**Assignment:** Instruction for the data below: set down exactly the lines from the line with "positive clicks: (68, 85)" to the line with "box: [0, 52, 9, 67]", inclusive, and no others.

**Provided records:**
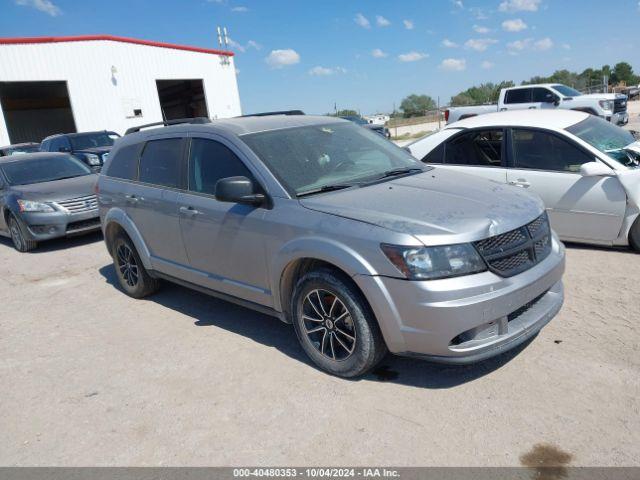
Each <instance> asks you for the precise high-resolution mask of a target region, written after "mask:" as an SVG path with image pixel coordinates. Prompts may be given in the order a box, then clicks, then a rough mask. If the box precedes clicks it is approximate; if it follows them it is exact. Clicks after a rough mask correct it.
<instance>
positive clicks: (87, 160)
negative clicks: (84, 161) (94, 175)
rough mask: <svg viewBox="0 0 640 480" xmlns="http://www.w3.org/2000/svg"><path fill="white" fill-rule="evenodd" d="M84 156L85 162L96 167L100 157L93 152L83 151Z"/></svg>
mask: <svg viewBox="0 0 640 480" xmlns="http://www.w3.org/2000/svg"><path fill="white" fill-rule="evenodd" d="M84 158H86V159H87V163H88V164H89V165H91V166H92V167H97V166H99V165H100V157H99V156H97V155H95V154H93V153H85V154H84Z"/></svg>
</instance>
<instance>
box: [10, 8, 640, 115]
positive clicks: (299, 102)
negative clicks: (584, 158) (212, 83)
mask: <svg viewBox="0 0 640 480" xmlns="http://www.w3.org/2000/svg"><path fill="white" fill-rule="evenodd" d="M0 13H1V15H0V36H37V35H78V34H95V33H107V34H113V35H123V36H131V37H136V38H143V39H148V40H158V41H166V42H174V43H181V44H187V45H197V46H202V47H214V48H215V47H217V40H216V38H215V27H216V26H217V25H222V26H226V27H227V28H228V30H229V36H230V38H231V39H232V45H233V48H232V49H233V50H234V51H235V52H236V54H237V55H236V57H235V58H236V67H237V69H238V83H239V88H240V98H241V101H242V106H243V111H244V112H246V113H249V112H255V111H264V110H272V109H285V108H302V109H303V110H305V111H307V112H309V113H325V112H329V111H332V110H333V107H334V103H336V104H337V105H338V107H339V108H355V109H357V110H360V111H361V112H362V113H374V112H377V111H390V110H391V109H392V108H393V105H394V103H395V104H396V105H398V104H399V103H400V101H401V100H402V98H403V97H404V96H406V95H407V94H410V93H419V94H422V93H424V94H428V95H431V96H432V97H434V99H435V98H436V97H438V96H440V98H441V102H442V103H446V102H447V101H448V100H449V98H450V97H451V95H454V94H456V93H457V92H459V91H461V90H464V89H465V88H467V87H469V86H472V85H474V84H478V83H480V82H486V81H494V82H496V81H500V80H514V81H516V82H519V81H521V80H523V79H527V78H529V77H531V76H533V75H536V74H541V75H544V74H550V73H552V72H553V71H554V70H556V69H560V68H567V69H570V70H576V71H581V70H582V69H584V68H587V67H590V66H597V67H599V66H601V65H603V64H605V63H606V64H611V65H613V64H615V63H616V62H618V61H621V60H626V61H628V62H630V63H631V64H632V65H633V67H634V70H635V71H636V72H638V71H640V54H638V52H639V51H640V28H639V27H638V25H640V2H639V1H638V0H609V1H608V2H602V0H428V1H427V0H396V1H390V0H324V1H319V0H316V1H311V0H179V1H175V0H173V1H170V0H156V1H154V2H149V1H143V0H127V1H122V0H111V1H110V2H108V3H107V2H103V1H100V2H99V1H94V0H84V1H73V0H0ZM0 80H1V79H0Z"/></svg>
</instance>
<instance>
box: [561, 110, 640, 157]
mask: <svg viewBox="0 0 640 480" xmlns="http://www.w3.org/2000/svg"><path fill="white" fill-rule="evenodd" d="M566 130H567V132H569V133H572V134H574V135H575V136H576V137H578V138H580V139H581V140H584V141H585V142H587V143H588V144H589V145H591V146H592V147H595V148H597V149H598V150H600V151H601V152H602V153H605V154H607V155H608V156H609V158H611V159H612V160H615V161H616V162H619V163H621V164H623V165H624V166H626V167H629V168H639V167H640V155H639V154H638V153H636V152H634V151H631V150H625V147H627V146H629V145H631V144H632V143H634V142H635V141H636V139H635V137H634V136H633V134H632V133H631V132H630V131H628V130H625V129H624V128H620V127H617V126H616V125H613V124H612V123H611V122H607V121H606V120H603V119H602V118H598V117H596V116H593V115H589V117H588V118H586V119H585V120H583V121H581V122H579V123H576V124H575V125H571V126H570V127H569V128H567V129H566Z"/></svg>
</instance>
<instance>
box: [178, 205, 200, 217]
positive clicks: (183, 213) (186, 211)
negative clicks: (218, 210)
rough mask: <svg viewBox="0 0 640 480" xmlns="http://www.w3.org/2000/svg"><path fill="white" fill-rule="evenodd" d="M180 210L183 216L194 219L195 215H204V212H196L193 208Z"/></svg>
mask: <svg viewBox="0 0 640 480" xmlns="http://www.w3.org/2000/svg"><path fill="white" fill-rule="evenodd" d="M179 210H180V213H181V214H182V215H189V216H190V217H193V216H194V215H201V214H202V212H200V211H199V210H196V209H195V208H193V207H180V209H179Z"/></svg>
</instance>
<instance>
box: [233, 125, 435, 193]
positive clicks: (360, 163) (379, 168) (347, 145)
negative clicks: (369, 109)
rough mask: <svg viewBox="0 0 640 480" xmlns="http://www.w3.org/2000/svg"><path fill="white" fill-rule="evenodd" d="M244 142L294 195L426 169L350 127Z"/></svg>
mask: <svg viewBox="0 0 640 480" xmlns="http://www.w3.org/2000/svg"><path fill="white" fill-rule="evenodd" d="M242 139H243V141H244V142H245V143H246V144H247V145H248V146H249V147H250V148H251V149H252V150H253V151H254V152H255V154H256V155H257V156H258V157H260V159H261V160H262V161H263V162H264V163H265V165H266V166H267V167H268V168H269V169H270V170H271V171H272V172H273V174H274V175H275V176H276V177H277V178H278V179H279V180H280V182H281V183H282V184H283V185H284V187H285V188H286V189H287V190H288V191H289V192H290V193H292V194H296V195H301V194H305V193H309V192H313V191H316V190H321V189H322V188H329V187H331V186H334V187H335V186H349V185H354V184H356V183H364V182H368V181H373V180H375V179H380V178H381V177H382V176H384V175H385V174H388V173H389V171H390V170H396V169H405V168H407V169H419V170H416V172H418V173H419V172H420V171H422V170H423V169H424V168H425V167H424V166H423V165H422V164H421V163H420V162H418V161H417V160H415V159H414V158H413V157H412V156H411V155H409V154H408V153H407V152H406V151H404V150H402V149H401V148H398V147H396V146H395V145H393V144H392V143H390V142H389V141H387V140H385V139H384V138H383V137H381V136H380V135H379V134H377V133H373V132H371V131H369V130H367V129H365V128H361V127H358V126H356V125H353V124H350V123H334V124H326V125H314V126H311V127H297V128H290V129H286V130H273V131H269V132H261V133H253V134H249V135H244V136H243V137H242ZM411 173H414V172H413V171H412V172H411Z"/></svg>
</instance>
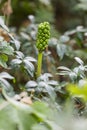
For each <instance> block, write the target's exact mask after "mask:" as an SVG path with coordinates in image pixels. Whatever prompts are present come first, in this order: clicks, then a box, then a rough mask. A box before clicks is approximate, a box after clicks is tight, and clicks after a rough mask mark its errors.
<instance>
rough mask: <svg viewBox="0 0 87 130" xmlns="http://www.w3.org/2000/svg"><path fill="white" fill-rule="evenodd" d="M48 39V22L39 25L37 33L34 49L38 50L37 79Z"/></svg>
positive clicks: (48, 36)
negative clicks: (36, 37) (36, 36)
mask: <svg viewBox="0 0 87 130" xmlns="http://www.w3.org/2000/svg"><path fill="white" fill-rule="evenodd" d="M49 38H50V25H49V23H48V22H43V23H40V24H39V26H38V32H37V43H36V47H37V49H38V62H37V77H39V76H40V74H41V67H42V54H43V51H44V50H45V49H46V47H47V45H48V40H49Z"/></svg>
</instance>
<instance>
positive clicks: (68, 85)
mask: <svg viewBox="0 0 87 130" xmlns="http://www.w3.org/2000/svg"><path fill="white" fill-rule="evenodd" d="M67 90H68V92H69V93H70V95H71V96H73V97H80V98H82V99H83V100H84V101H86V102H87V82H86V83H85V84H84V85H83V86H81V87H80V86H78V85H77V84H69V85H68V87H67Z"/></svg>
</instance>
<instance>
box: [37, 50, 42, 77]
mask: <svg viewBox="0 0 87 130" xmlns="http://www.w3.org/2000/svg"><path fill="white" fill-rule="evenodd" d="M41 68H42V52H39V53H38V62H37V78H38V77H39V76H40V74H41Z"/></svg>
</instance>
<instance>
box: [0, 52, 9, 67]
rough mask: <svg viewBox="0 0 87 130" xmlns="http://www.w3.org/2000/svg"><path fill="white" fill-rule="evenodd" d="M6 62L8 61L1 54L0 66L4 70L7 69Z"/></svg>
mask: <svg viewBox="0 0 87 130" xmlns="http://www.w3.org/2000/svg"><path fill="white" fill-rule="evenodd" d="M7 61H8V56H6V55H5V54H1V55H0V65H1V66H2V67H4V68H7V64H6V62H7Z"/></svg>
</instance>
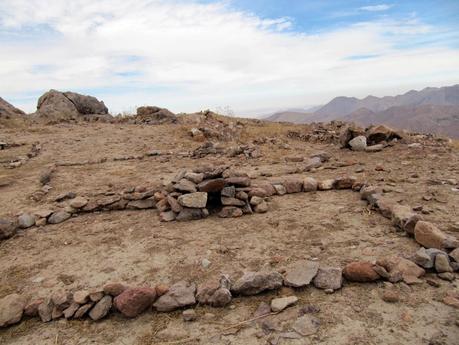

**Task answer:**
positive clicks: (68, 85)
mask: <svg viewBox="0 0 87 130" xmlns="http://www.w3.org/2000/svg"><path fill="white" fill-rule="evenodd" d="M67 90H68V92H69V93H70V95H71V96H73V97H80V98H82V99H83V100H84V101H86V102H87V82H86V83H85V84H84V85H83V86H81V87H80V86H78V85H77V84H69V85H68V87H67Z"/></svg>
</instance>
<instance>
box: [37, 50, 42, 77]
mask: <svg viewBox="0 0 87 130" xmlns="http://www.w3.org/2000/svg"><path fill="white" fill-rule="evenodd" d="M41 68H42V52H39V53H38V62H37V78H38V77H39V76H40V74H41Z"/></svg>
</instance>
<instance>
box: [0, 52, 9, 67]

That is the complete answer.